*PROBLEM REQUIREMENTS:* Extend the infertility blog below past its final sentence, carrying on the January 24, 2011 entry.

*EXCERPTED PASSAGE:*
▽

Monday, January 31, 2011
I know when AF is going to arrive as opposed to wearing a pad around for a week trying to "guess" and ensure that I don't wear any of the evidence on my clothing.
I get a daily reminder from my phone that it's 8 pm and time to take my pill, meaning I also get a daily reminder of when primetime television starts.
I have an excuse to be a bitch...
But I don't want to be a bitch. And that's what I've been for the last week. If I'm not in a rage about something, I'm doing what I did last night: bawling my eyes out into a carton of chocolate chip cookie dough ice cream. My tears were not to be stopped until my husband turned on Jersey Shore, because there's nothing funnier or more amusing than orange people getting drunk and making idiots of themselves. Only when the episode ended, the tears promptly started again.
My mood swings (hormones) are out of control.
Here's the thing - I have nothing to be sad or angry about. Life is good. School is going well, the weekend was wonderful, and we're made progress on picking out items for the nursery.
I should be happy.
Instead, last night I cried a lake into my husband's shirt and moaned that I don't want to live like this anymore. And despite his best efforts to comfort me and keep me sane, I'm pretty sure my husband doesn't want to live like this anymore either.
Thursday, January 27, 2011
I am grateful to those of you who, despite achieving pregnancy or becoming mothers, have stuck around to support me. But there are some who haven't. In the same sense, there are times when I simply cannot be there for those who are pregnant or new moms, not even so much because it's painful, but because I don't understand. I can't relate to those experiences, so I don't know what to say. Sometimes, the only response I can come up with is nothing. Sometimes, I can only reply "Congratulations on reaching ___ weeks in your pregnancy!" before I sound like an insincere, broken record. (And, for the record, I'm very sincere. It's just all I know to say.)
And it's no ones fault. None of us are to blame, or all of us are to blame. We all do it. We don't comment on a blog post about a difficult pregnancy or reach out to someone going through a tough time with their child because how can we relate? We don't offer words of encouragement to someone still battling with infertility because we have survivors guilt. We do all of these things to protect ourselves and one another.
But in the end, are we only causing more pain?
Monday, January 24, 2011
This morning, Ann Pettway appeared in federal courtroom and confessed to kidnapping Carlina White some 23 years ago from a New York hospital.

△

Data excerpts
▽

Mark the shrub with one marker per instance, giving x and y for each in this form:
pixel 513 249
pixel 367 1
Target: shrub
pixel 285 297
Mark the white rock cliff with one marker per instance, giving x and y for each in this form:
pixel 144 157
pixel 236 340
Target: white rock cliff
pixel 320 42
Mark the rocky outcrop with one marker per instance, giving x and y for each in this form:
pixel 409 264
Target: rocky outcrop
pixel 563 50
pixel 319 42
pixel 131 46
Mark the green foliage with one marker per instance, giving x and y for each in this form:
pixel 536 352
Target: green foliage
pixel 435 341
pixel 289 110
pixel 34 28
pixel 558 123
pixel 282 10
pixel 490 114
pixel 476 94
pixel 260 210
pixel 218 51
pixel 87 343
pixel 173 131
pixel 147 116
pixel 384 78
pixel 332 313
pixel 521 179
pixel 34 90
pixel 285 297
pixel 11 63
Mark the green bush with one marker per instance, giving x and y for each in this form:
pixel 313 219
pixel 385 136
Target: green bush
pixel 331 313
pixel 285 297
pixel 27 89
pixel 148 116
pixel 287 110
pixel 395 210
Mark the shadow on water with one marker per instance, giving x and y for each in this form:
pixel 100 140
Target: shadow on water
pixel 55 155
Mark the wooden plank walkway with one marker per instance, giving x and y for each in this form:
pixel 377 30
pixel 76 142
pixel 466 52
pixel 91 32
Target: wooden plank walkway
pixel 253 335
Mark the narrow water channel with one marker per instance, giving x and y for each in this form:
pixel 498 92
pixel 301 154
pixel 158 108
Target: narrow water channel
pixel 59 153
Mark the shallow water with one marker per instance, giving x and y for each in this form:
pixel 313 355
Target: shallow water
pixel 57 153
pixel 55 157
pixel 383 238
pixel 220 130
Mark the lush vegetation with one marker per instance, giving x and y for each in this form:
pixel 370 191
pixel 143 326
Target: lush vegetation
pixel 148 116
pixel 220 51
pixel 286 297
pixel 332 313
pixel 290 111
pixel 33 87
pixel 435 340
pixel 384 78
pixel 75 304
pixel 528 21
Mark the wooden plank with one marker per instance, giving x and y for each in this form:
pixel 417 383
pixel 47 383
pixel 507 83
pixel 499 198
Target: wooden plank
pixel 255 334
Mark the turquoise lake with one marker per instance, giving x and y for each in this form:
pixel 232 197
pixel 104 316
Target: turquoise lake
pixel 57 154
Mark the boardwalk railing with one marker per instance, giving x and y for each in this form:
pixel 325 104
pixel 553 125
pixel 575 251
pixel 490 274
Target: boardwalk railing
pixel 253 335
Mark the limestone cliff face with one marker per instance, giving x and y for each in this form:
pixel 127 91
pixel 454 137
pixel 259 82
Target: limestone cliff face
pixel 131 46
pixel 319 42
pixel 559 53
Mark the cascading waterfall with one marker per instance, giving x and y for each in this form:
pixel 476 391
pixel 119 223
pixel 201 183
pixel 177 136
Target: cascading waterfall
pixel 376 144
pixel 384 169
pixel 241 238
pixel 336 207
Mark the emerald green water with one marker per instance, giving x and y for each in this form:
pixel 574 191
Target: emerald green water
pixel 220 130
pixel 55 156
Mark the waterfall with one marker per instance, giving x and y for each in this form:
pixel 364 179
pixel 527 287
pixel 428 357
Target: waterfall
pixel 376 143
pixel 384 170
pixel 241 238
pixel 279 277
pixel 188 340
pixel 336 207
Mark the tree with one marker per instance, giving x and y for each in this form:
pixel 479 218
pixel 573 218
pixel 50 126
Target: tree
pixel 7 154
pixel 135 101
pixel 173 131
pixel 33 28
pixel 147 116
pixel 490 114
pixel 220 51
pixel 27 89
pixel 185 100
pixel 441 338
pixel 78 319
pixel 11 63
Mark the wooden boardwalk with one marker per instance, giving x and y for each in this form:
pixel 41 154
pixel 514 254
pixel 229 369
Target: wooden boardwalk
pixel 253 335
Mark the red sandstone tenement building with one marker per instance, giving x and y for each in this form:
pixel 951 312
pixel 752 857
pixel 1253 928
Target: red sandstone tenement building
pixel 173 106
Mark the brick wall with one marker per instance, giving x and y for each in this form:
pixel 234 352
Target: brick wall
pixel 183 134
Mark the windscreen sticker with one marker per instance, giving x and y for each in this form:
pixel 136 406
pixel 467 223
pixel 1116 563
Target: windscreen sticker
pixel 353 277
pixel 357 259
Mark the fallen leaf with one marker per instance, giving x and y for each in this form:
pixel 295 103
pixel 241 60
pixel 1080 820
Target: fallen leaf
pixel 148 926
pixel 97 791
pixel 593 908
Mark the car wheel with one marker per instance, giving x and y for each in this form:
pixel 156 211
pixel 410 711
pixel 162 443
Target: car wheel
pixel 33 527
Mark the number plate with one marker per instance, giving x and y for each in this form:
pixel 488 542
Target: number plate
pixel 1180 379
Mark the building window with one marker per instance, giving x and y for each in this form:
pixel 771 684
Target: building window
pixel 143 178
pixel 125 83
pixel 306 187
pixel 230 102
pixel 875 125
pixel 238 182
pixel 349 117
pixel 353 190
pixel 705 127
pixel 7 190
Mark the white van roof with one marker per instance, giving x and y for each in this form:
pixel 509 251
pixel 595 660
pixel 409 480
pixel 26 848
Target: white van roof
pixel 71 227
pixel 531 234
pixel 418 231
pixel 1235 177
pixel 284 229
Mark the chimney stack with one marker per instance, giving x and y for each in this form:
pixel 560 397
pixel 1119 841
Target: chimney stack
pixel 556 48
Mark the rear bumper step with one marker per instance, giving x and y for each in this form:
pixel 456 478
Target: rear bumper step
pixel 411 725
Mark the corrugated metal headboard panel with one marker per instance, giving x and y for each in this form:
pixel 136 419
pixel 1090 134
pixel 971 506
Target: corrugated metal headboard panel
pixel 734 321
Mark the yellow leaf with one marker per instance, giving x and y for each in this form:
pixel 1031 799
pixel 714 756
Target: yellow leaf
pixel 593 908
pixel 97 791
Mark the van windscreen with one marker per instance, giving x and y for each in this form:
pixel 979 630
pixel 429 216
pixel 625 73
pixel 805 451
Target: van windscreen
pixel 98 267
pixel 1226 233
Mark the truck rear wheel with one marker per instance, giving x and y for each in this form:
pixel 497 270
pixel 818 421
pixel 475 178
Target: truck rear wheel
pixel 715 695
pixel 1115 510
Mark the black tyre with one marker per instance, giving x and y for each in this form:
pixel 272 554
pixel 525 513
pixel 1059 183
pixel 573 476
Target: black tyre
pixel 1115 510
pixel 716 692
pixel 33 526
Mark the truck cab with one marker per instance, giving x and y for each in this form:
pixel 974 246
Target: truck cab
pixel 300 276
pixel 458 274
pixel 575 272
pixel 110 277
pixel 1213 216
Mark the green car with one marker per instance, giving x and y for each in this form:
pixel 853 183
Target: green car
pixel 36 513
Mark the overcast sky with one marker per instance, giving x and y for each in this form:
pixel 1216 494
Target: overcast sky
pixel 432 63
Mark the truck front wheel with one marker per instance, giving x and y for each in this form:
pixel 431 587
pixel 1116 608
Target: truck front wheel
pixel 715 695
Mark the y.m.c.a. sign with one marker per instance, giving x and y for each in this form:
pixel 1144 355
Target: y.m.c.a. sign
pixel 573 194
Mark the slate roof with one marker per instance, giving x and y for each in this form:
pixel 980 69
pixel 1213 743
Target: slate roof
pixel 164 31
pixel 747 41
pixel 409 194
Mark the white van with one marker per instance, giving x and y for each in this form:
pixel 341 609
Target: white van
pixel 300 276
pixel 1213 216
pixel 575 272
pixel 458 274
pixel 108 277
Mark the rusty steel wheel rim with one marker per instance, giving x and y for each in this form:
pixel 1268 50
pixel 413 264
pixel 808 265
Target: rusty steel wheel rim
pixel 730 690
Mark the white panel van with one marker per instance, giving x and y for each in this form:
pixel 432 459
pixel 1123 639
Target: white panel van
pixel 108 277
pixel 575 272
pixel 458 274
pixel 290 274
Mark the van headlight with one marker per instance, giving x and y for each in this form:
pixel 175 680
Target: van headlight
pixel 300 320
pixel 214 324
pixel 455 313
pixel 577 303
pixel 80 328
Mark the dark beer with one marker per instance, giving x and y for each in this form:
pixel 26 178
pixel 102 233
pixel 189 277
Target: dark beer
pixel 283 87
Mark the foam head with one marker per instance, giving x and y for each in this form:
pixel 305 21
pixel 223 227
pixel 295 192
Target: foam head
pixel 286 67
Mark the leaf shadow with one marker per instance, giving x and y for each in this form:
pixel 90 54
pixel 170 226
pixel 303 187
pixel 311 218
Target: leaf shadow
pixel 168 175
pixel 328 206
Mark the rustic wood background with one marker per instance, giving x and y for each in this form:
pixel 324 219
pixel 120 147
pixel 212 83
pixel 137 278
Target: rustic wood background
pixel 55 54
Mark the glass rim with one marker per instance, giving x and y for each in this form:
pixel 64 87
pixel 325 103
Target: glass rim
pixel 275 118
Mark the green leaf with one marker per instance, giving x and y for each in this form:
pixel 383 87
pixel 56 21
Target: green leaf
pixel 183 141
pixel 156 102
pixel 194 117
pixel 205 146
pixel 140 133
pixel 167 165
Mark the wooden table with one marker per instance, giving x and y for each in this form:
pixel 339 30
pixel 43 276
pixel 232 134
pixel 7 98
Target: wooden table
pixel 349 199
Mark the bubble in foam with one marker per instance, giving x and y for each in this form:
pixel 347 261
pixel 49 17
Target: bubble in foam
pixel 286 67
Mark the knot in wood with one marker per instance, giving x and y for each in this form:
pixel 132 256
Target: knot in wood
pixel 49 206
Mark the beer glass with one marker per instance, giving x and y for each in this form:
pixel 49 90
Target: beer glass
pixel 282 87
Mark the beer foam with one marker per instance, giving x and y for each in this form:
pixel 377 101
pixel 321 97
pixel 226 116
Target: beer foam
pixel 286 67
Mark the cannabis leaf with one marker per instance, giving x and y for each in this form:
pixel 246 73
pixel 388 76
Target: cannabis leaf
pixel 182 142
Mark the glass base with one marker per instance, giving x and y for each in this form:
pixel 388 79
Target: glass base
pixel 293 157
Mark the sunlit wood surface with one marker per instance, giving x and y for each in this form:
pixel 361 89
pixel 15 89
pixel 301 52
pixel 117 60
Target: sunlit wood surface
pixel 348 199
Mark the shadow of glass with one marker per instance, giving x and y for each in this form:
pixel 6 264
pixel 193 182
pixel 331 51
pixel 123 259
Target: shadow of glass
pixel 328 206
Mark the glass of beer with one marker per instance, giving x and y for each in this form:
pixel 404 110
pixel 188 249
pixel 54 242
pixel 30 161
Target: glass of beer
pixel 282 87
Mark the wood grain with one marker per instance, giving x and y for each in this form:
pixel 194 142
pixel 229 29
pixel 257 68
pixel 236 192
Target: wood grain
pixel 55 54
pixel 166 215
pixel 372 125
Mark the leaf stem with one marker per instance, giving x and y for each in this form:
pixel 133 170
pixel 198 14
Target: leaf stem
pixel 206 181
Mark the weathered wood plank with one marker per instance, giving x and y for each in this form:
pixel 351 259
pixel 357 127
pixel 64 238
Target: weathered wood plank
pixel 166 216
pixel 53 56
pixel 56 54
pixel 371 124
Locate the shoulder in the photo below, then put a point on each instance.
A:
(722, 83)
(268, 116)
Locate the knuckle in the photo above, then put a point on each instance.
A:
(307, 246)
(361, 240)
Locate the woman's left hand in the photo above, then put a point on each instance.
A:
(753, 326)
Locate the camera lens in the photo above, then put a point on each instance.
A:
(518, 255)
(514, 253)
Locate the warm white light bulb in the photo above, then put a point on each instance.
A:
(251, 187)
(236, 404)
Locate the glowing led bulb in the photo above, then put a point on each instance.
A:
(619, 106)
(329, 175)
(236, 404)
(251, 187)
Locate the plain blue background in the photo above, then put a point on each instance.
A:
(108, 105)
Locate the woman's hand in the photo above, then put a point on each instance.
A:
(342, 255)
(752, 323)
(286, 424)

△

*RESULT OF THE TASK:*
You've heard the story by now - daughter doesn't think she belonged to her mother, daughter does a Google search for missing children, daughter finds her baby picture and is reunited with her parents after decades apart.
The story of set off red flags for me the moment I heard it and the moment the media began to speculate as to why Pettway took this baby from that Harlem hospital back in 1987. Today, the speculation ended when Pettway revealed why she took Carlina: after suffering several miscarriages, she grew frustrated with her inability to stay pregnant. So, she took Carlina out of her hospital crib, brought her home, and raised her as her own daughter.
Almost every comment posted on every article on every media outlet exemplified my concern and fear over this story: my fear of ignorance.
"A determined/ desperate person will find a way to get an infant if they want. This was by far, not the first, and probably not the last incident of a newborn being abducted."
"i always thought that if one was unable to conceive a child on their own, that normally reasonable people adopt a child. obviously, this woman was not reasonable."
"She's full of it! So since im never gonna be rich I should just go rob a bank then? There is such a thing as adoption which would be an option if SHE was really worried about not having any children of her own. But nobody in their right mind would let her adopt because she is a mental case and most likely on drugs."
"From the pictures she looks like she might have Polycystic Ovarian Syndrome, which makes conception/pregnancy difficult or in some cases impossible."
"really, we're going to blame her behavior on emotions after miscarriages? Was she having those chemical imbalances and emotional issues for 23 years?"
It was only a matter of time before the conversation turned to baby snatchers, women DESPERATE to be moms, infertile nuts, etc. Because that's what we are, right? Crazies. Women who dress as nurses and lurk in hospitals, just waiting for the opportunity to take your baby and run.
This woman, Ann Pettway. I don't know her, but from what I read, it sounds like she had a lot of issues. Drugs, alcohol, mental illness. Combine these things with the emotional trauma suffered from infertility and repeat loss, and it creates a recipe for disaster. What she did was against the law, yes. But what she did is not the mentality of every woman in this country who cannot have children or have lost their children. We are not all paranoid freaks. We are not all baby stealers. We want to be moms, yes, but not like this.
My post isn't meant to elicit sympathy for Pettway. She kidnapped a baby that was not hers, and as a result caused a lifetime of pain for the White family. I cannot begin to imagine the heartache that the White family went through these past 23 years. I am sad for them, that they were forced to miss 23 years of Carlina's life.
Yet, I am also sad for those people who left comments like the ones above. Ignorance breeds fear, and fear breeds hatred. Can we not go down the road of railing on the women who have nothing to do with this situation? In a world where we are eager to place the blame on something or someone, we shouldn't be so quick to place the blame of all kidnapped babies on those women who have lost or desire motherhood. Perhaps, instead of focusing on the hate and the blame, we can educate ourselves on miscarriage and repeat loss, on mental illness and drug addiction. Perhaps, instead of focusing on anger, we can focus on the happy reunion between a girl and her family.
Perhaps I am asking too much. Because I know this story will fade into the background and we will have discussed none of those things. Instead, we'll just be more angry and ignorant about a group of women who are already so misconceived.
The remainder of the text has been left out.